Supplied passage:
········

My old lady body demands a lot more TLC just to keep it functioning and to get through the day without being in pain or compromising my activities. As boring as it is, stretching has become my go-to for warding off debilitating bouts of occasional back pain and frozen shoulder. I dread injuring myself when I’m working out, knowing that the recovery process will take as long as becoming fluent in Mandarin. Even getting out of bed must now be done slowly and gingerly like a grizzly awakening from a winter hibernation. Why hasn’t someone invented a WD-40 for human bodies?

The Aging Process Can Be Trying

In comparison to most people my age, I suffer from very few infirmities. To date, I’ve only had to cope with a mind that is easily distracted and has trouble pulling up movie titles and the names of famous people, an inability to put in 12-hour days at the office, arthritic hands that make it challenging to grip and open things, and ankles that resemble tree trunks by the end of the day. I know these are relatively minor issues and that there are many more unpleasant surprises in store for me. But at this point, any new pain or skin growth can trigger a full-blown panic. After all, it might just be the first symptom of a deadly cancer that will spell my doom.

There’s no doubt that aging yields a continuing onslaught of gut punches that can take you down for the count. The important thing is to deal with your consternation and get past it rather than wallowing in self-pity. After all, this is normal life and the only work-around is to make an early exit which most of us aren’t anxious to do. So, why choose to give yourself a miserable old age by obsessing about the lifestyle compromises that come with being a bit past your prime?

········

Extracted material:
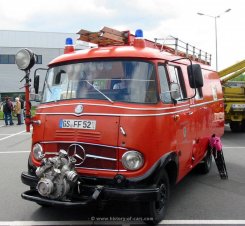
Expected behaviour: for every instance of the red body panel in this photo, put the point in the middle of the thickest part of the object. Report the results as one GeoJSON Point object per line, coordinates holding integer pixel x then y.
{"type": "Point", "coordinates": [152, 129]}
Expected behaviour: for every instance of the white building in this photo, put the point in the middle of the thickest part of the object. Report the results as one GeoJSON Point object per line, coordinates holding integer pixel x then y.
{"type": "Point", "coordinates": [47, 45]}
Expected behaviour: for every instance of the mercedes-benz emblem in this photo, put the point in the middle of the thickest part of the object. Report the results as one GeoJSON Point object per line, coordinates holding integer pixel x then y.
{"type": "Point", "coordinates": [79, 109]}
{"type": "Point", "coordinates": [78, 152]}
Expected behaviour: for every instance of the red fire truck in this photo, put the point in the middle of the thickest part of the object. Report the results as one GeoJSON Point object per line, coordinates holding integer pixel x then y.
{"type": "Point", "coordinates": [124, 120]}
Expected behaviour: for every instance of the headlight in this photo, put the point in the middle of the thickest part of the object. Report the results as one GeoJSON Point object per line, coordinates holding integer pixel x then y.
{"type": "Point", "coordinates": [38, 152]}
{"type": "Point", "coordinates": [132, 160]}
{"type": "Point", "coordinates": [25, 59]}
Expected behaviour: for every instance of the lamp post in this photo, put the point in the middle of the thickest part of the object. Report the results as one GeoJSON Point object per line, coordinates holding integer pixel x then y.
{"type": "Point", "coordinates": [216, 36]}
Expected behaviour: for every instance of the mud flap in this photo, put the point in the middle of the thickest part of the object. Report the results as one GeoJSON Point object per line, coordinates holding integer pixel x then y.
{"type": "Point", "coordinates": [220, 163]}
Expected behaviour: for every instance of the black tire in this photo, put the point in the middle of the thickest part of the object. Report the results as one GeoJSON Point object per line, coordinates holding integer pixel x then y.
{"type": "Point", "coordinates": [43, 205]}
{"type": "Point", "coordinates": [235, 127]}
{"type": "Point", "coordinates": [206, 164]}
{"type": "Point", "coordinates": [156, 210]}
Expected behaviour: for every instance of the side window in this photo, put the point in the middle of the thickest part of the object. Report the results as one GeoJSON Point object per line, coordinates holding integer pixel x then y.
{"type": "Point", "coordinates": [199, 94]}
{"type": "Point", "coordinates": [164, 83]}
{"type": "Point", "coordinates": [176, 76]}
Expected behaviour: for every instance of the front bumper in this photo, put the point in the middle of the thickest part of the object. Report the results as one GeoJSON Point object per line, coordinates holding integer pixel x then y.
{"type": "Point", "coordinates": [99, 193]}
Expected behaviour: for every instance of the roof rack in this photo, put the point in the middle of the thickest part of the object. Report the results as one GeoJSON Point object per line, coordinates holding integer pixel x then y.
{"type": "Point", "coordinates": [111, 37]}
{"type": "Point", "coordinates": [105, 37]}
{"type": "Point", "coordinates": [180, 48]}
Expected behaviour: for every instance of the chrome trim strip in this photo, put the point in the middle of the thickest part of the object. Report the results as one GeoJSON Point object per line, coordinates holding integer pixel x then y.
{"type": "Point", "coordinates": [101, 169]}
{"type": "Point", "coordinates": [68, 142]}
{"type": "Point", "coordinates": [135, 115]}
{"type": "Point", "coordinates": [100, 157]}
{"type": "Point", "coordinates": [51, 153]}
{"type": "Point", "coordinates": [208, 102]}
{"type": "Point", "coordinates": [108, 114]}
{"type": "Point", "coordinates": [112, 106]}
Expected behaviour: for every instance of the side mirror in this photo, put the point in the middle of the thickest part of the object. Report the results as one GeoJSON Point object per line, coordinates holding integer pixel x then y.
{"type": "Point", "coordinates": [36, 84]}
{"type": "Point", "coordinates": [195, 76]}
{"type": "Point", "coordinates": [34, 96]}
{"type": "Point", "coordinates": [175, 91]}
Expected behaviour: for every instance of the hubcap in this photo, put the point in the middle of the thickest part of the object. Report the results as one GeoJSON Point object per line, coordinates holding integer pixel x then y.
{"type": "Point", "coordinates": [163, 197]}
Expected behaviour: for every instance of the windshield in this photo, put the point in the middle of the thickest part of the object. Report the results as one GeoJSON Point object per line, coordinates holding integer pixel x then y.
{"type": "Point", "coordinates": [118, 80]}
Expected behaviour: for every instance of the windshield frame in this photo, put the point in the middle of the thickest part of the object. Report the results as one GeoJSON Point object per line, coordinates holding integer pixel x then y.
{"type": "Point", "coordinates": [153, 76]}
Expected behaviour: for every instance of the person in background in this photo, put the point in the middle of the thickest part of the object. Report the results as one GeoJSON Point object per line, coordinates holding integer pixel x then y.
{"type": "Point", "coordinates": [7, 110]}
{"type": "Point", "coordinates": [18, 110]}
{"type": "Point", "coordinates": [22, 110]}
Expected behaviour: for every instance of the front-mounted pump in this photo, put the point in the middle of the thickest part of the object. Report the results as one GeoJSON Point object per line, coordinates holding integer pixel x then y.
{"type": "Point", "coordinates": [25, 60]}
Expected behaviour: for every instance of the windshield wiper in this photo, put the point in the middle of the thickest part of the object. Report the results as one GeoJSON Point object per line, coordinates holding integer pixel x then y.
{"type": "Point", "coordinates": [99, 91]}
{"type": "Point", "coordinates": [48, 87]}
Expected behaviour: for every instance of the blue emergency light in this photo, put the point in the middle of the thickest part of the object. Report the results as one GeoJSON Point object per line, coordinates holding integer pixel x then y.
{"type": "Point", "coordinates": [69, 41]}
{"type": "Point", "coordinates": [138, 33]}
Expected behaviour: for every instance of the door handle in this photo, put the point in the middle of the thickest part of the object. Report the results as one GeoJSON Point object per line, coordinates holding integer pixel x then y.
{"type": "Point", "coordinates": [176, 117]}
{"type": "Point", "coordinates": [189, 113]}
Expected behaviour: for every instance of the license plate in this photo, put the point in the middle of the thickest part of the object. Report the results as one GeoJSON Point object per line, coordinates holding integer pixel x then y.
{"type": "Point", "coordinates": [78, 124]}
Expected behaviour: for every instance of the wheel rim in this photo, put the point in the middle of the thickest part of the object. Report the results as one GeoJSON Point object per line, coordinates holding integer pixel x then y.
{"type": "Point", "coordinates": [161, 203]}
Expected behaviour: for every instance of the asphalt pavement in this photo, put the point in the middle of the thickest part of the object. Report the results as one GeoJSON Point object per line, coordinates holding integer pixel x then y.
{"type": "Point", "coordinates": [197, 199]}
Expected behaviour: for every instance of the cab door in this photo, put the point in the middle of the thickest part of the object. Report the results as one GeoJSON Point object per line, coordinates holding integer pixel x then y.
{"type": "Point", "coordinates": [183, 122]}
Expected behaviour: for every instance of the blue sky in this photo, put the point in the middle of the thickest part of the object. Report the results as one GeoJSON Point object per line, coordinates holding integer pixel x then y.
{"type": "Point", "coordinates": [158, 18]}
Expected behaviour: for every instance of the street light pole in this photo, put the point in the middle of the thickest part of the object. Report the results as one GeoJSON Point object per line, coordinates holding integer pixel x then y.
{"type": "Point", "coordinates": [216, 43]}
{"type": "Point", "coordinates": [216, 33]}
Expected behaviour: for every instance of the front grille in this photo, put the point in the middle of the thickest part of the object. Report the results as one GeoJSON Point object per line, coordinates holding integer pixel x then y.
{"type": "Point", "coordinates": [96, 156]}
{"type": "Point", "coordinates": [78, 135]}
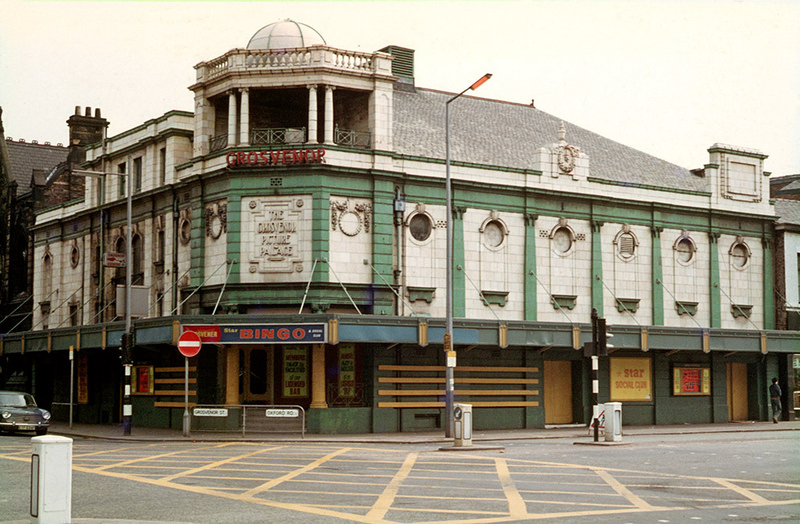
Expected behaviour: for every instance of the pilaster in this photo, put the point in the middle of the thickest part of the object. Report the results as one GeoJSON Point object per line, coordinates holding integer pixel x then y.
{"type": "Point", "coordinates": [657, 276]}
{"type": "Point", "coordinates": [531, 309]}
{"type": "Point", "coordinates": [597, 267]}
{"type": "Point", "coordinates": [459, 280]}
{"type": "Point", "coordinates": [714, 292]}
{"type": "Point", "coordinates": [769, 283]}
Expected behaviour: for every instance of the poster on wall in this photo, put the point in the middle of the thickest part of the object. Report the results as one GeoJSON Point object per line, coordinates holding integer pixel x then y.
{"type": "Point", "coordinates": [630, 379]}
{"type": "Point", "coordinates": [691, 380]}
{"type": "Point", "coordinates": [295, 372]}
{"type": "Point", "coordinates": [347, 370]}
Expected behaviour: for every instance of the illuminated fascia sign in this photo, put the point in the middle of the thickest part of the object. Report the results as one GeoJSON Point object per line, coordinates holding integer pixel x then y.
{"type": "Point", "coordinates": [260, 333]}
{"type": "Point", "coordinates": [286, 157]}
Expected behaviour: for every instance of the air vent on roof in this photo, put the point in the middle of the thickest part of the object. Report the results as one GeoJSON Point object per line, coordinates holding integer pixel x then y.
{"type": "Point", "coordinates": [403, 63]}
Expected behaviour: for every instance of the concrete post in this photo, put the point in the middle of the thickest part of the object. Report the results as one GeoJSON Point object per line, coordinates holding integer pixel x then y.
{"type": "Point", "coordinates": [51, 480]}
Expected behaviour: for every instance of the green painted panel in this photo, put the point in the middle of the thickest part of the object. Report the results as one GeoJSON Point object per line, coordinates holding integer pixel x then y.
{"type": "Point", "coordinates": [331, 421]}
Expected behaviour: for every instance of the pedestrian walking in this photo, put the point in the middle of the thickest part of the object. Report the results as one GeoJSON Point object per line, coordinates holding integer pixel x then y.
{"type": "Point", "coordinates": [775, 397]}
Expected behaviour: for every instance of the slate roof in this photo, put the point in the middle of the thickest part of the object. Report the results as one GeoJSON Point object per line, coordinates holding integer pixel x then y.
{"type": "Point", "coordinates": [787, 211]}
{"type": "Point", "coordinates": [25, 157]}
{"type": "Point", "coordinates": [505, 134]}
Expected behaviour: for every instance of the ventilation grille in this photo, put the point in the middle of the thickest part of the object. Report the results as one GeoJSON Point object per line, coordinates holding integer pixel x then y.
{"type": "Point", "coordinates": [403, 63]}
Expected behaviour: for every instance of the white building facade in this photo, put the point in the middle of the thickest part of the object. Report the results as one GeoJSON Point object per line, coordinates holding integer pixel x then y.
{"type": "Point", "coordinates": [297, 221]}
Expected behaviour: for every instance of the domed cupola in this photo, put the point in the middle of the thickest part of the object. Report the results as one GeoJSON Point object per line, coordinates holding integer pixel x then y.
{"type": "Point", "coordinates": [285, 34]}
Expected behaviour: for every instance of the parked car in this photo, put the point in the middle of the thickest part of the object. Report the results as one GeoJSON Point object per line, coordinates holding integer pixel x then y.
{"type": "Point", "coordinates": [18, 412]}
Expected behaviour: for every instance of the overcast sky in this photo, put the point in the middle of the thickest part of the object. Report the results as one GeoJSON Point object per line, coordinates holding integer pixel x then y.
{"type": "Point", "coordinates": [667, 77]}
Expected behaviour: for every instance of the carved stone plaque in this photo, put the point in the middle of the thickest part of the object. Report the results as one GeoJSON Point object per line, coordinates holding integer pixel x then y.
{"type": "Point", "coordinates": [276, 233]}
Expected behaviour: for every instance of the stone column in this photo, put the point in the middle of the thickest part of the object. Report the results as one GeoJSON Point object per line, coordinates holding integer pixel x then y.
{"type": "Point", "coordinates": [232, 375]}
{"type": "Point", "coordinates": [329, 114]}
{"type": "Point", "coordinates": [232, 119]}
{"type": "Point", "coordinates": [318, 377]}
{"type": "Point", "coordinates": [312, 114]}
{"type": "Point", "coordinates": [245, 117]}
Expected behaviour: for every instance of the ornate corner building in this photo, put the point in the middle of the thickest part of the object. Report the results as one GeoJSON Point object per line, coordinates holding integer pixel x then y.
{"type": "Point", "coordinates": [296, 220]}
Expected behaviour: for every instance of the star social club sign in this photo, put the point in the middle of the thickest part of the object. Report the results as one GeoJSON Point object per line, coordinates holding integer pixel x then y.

········

Work instructions:
**a.** From the essay on aging, print the part that opens with the words containing "There’s no doubt" and closes with "past your prime?".
**b.** In the essay on aging, what does the writer say has become the go-to for warding off bouts of back pain and frozen shoulder?
**c.** Carry the essay on aging forward from its final sentence.

Outputs by task:
**a.**
There’s no doubt that aging yields a continuing onslaught of gut punches that can take you down for the count. The important thing is to deal with your consternation and get past it rather than wallowing in self-pity. After all, this is normal life and the only work-around is to make an early exit which most of us aren’t anxious to do. So, why choose to give yourself a miserable old age by obsessing about the lifestyle compromises that come with being a bit past your prime?

**b.** Stretching.

**c.**
Just Refuse to Be an Old Lady

I’ve decided that rather than join the ranks of kvetching old people, I’ll just take it as it comes and stop tormenting myself by being hyper-sensitive to my body and the physical assaults of aging. While I realize that some people haven’t even made it as far as I, I take some credit for having exercised the discipline to live a healthy lifestyle, which is the best anyone can do to stave off decrepitude as long as possible. A catch-phrase I coined several years ago to describe my vision of a good life is apropos here: “Healthy, Healthy, Healthy, Healthy, Dead.”

I absolutely refuse to act like an old lady or join the over-50 community of whiners. Instead, I’ve decided to adopt an attitude of positivity and to take joy and pride in the physical things that make me feel vibrant.

Four times a week, I take a challenging 50-minute spin class that requires climbing imaginary mountains and then pedaling as fast as my legs can move while careening down steep hills. I always reserve a bike right in front of the mirror so I can admire my abilities as the instructor takes us through a grueling regimen that I could never force myself to do on my own. If the 20-something next to me poops out while I’m still going strong, it makes my day. The fact that that she may be dogging it because she’s sleep-deprived or hungover doesn’t matter. I’m killing it and someone 40 years my junior is sitting on the bike next to me, taking a break and panting in an effort to catch her breath.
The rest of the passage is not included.